* **Exercise description**:
Report how many lines of the data below contain the string "gray", giving the number alone.
**** Dataset records ****
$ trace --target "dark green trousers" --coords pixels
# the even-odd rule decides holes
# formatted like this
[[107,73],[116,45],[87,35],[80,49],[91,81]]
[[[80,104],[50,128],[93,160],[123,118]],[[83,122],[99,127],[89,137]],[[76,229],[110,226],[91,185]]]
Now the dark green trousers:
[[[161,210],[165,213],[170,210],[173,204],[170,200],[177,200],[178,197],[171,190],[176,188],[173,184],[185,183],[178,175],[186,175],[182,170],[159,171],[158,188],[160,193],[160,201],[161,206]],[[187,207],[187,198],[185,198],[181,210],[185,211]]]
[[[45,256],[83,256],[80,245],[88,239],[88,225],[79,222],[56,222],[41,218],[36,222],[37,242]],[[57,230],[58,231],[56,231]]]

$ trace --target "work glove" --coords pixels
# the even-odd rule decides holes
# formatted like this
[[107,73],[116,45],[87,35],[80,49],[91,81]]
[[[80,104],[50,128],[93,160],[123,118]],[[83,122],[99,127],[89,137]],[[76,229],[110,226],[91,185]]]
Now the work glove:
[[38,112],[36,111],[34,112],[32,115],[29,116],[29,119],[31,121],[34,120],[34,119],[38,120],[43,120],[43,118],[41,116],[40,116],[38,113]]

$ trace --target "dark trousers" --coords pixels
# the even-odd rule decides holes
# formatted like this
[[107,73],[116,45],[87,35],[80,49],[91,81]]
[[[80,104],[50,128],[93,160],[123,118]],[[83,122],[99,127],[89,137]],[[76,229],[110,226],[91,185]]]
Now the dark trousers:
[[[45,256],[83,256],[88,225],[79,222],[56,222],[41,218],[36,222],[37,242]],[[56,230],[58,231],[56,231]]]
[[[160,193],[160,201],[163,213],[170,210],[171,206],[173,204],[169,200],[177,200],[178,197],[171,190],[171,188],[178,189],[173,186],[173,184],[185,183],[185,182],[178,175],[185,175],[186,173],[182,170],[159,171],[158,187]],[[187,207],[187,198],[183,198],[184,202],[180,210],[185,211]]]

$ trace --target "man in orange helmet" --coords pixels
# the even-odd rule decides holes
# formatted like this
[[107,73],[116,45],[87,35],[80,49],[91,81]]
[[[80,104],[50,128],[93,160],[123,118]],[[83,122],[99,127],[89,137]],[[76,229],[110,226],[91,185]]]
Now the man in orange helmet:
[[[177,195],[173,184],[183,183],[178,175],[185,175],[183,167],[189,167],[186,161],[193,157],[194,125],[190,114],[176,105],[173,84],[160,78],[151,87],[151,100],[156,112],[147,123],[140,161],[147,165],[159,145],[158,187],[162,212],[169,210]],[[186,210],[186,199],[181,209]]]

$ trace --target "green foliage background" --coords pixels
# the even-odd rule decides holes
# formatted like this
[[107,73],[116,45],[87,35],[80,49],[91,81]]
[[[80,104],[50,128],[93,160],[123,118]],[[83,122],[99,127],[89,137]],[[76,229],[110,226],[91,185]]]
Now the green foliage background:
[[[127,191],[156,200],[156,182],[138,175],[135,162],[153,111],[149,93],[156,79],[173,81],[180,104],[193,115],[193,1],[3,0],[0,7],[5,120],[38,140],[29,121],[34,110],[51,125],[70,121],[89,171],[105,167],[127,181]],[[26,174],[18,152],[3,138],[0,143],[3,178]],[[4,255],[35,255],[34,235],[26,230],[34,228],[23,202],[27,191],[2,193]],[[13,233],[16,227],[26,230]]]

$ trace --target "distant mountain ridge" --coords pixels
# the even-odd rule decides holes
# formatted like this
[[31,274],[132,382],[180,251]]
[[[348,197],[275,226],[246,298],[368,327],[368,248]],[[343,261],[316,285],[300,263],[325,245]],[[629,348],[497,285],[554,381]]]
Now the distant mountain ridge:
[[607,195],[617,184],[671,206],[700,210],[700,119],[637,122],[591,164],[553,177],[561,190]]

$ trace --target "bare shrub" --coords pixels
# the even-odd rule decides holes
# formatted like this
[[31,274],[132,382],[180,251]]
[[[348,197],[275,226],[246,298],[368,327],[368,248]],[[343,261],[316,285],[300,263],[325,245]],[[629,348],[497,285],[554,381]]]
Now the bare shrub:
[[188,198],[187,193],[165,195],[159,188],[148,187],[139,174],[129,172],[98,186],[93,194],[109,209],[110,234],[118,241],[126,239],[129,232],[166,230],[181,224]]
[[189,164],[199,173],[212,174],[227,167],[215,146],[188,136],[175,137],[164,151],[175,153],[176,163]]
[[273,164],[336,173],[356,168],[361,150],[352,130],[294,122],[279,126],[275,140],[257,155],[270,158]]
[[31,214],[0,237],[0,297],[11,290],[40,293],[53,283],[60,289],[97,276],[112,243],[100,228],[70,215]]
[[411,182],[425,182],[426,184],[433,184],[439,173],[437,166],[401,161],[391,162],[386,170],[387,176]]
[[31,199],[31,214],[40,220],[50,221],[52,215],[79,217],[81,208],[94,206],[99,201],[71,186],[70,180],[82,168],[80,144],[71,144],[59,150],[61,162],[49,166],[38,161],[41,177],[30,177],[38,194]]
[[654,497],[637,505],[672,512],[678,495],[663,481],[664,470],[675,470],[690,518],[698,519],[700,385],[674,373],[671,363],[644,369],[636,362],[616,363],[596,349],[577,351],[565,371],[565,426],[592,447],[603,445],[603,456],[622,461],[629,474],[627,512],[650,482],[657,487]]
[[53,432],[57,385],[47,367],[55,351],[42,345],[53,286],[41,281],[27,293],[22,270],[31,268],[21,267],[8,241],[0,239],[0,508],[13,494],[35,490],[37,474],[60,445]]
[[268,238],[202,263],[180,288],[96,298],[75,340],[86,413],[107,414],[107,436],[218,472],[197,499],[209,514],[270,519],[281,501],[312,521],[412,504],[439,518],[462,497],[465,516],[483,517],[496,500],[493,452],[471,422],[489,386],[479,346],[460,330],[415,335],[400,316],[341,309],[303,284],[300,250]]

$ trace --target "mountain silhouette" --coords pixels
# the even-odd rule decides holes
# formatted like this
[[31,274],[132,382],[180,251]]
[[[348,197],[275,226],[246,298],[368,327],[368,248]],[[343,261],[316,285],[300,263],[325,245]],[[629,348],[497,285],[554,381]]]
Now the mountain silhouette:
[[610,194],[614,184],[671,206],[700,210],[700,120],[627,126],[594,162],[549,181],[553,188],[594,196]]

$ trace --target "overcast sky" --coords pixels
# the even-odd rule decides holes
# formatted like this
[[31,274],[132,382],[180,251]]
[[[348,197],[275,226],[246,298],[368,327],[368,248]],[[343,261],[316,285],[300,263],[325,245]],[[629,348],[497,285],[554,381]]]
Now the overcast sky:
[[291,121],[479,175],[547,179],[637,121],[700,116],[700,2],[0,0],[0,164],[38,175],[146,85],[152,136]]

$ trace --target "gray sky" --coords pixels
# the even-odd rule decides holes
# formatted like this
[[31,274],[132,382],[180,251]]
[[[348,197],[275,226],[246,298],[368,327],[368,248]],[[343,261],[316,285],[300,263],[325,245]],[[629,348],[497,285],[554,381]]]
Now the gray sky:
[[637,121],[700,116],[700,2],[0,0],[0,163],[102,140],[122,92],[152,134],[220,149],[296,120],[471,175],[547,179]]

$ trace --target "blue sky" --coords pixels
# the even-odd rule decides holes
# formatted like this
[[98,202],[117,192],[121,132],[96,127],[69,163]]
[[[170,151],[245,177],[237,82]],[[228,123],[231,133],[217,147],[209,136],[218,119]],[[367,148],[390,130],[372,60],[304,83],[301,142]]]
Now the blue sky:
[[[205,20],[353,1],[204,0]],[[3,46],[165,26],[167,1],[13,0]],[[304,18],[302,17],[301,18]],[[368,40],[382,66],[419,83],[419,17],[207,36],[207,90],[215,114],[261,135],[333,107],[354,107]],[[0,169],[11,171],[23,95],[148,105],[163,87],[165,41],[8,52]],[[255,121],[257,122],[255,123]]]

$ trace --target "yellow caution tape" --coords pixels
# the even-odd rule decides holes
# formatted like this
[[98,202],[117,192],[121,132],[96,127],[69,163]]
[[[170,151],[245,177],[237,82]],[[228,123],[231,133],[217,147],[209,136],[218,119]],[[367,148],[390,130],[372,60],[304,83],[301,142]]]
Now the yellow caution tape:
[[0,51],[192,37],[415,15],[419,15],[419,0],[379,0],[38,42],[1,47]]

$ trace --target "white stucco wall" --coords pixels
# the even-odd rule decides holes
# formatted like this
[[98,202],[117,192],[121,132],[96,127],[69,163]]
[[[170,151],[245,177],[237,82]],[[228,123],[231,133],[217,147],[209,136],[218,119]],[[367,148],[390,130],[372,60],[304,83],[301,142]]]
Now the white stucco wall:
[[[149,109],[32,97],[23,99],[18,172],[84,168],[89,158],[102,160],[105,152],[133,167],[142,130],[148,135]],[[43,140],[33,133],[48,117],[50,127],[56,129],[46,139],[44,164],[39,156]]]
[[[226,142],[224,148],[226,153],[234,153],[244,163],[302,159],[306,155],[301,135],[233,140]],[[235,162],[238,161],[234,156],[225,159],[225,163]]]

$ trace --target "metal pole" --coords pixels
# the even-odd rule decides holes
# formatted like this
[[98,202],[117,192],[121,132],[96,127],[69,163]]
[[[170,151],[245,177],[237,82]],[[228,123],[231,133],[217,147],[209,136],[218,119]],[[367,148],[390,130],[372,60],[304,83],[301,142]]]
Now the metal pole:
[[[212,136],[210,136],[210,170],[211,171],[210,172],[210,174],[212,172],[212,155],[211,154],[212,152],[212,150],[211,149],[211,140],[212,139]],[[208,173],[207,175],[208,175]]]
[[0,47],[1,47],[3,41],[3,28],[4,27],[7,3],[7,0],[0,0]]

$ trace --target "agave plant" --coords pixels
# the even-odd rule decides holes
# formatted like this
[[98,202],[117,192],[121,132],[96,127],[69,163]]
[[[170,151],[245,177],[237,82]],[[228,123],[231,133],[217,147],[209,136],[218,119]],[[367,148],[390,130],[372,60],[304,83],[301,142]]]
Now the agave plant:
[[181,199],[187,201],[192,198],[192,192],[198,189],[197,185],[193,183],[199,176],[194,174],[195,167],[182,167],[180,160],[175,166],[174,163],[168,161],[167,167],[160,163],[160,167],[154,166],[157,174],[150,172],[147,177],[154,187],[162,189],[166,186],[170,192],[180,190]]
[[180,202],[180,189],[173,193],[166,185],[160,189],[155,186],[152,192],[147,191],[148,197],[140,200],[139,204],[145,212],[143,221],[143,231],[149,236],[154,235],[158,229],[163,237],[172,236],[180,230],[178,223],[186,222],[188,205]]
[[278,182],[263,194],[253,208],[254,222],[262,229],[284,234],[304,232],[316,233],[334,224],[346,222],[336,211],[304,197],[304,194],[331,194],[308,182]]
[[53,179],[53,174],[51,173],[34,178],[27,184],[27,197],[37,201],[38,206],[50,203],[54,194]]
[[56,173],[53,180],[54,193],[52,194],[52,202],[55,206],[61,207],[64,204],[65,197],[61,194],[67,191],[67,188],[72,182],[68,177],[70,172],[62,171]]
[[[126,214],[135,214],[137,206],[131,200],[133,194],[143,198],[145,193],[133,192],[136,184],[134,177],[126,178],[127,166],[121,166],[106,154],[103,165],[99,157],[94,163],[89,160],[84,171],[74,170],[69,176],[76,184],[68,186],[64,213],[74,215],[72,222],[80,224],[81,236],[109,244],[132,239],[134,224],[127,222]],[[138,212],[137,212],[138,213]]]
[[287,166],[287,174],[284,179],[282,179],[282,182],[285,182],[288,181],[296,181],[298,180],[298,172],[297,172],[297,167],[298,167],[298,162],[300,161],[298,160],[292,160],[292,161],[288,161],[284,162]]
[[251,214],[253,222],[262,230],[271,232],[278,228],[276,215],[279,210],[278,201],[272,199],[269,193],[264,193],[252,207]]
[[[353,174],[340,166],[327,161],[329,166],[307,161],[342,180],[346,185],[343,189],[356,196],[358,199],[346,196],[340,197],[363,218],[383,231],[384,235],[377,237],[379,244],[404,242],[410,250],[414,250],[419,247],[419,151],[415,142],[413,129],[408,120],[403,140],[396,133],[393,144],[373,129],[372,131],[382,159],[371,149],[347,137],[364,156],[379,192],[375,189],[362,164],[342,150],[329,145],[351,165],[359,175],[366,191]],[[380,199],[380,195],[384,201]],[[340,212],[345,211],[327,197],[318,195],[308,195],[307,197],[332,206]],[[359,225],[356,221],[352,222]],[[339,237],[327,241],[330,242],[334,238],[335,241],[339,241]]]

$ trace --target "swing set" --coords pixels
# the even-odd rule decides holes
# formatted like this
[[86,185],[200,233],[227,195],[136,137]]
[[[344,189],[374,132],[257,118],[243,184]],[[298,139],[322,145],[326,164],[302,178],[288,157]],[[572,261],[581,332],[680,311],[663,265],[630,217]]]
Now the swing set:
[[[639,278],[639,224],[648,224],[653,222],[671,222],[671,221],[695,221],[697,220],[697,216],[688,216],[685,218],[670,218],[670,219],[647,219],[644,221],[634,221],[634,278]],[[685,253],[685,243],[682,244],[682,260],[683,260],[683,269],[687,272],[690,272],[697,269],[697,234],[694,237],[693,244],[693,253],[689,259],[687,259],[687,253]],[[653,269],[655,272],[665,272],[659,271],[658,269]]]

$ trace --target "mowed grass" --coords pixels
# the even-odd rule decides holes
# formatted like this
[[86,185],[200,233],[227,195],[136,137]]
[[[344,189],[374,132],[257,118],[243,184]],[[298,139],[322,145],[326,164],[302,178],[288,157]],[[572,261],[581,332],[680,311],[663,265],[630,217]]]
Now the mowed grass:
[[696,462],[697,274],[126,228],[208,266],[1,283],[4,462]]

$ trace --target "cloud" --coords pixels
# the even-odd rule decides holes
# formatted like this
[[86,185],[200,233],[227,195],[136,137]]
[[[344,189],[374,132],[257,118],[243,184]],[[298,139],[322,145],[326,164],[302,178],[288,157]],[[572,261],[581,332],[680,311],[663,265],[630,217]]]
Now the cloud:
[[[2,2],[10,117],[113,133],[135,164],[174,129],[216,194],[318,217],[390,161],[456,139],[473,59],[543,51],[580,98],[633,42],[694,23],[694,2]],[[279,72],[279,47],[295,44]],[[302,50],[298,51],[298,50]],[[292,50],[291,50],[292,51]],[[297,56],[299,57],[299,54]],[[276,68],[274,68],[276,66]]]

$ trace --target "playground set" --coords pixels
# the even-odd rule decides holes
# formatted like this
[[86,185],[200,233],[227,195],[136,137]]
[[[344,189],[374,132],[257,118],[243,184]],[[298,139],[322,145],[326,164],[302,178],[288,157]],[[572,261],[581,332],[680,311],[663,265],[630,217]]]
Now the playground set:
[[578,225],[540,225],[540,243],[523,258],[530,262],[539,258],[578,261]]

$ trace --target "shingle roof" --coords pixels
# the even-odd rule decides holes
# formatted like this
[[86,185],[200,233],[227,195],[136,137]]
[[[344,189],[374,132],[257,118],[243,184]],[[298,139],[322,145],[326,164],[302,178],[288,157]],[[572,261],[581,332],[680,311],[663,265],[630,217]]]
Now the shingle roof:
****
* **Task output**:
2